Output the lines of every record below exactly as they appear, leaving out the pictures.

* **Region annotation entries**:

************

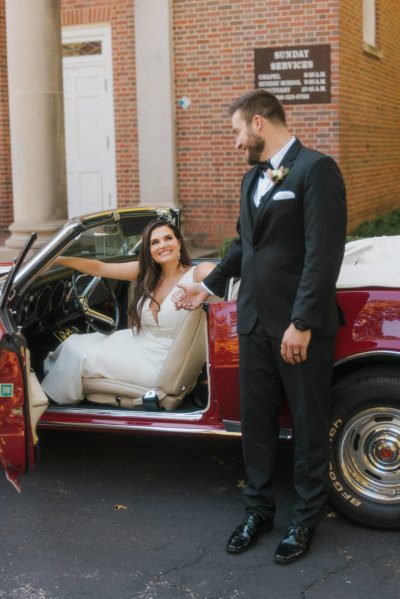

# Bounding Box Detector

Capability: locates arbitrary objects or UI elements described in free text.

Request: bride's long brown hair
[128,220,192,332]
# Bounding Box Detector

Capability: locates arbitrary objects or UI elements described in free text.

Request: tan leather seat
[82,309,206,410]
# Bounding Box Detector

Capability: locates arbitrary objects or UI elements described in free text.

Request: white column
[6,0,67,248]
[134,0,176,206]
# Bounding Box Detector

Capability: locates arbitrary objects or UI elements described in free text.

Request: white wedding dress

************

* **IN RESPONSE**:
# Bounding Box Detector

Capability: locates arbitrary objects or UI elements described in free text.

Request: bride's long brown hair
[128,220,192,332]
# Bounding Box Detector

Capability: locates arbitrary objects or UI elements described in free text.

Request: tan leather seat
[82,309,206,410]
# Bounding Box Detector

Capability: locates arbitrary objects or UI elements described in free text.

Request: white column
[6,0,67,248]
[134,0,176,206]
# Bounding Box Detector

Capability: locates arbitrary objects or UI elements described in free text.

Request: white wedding dress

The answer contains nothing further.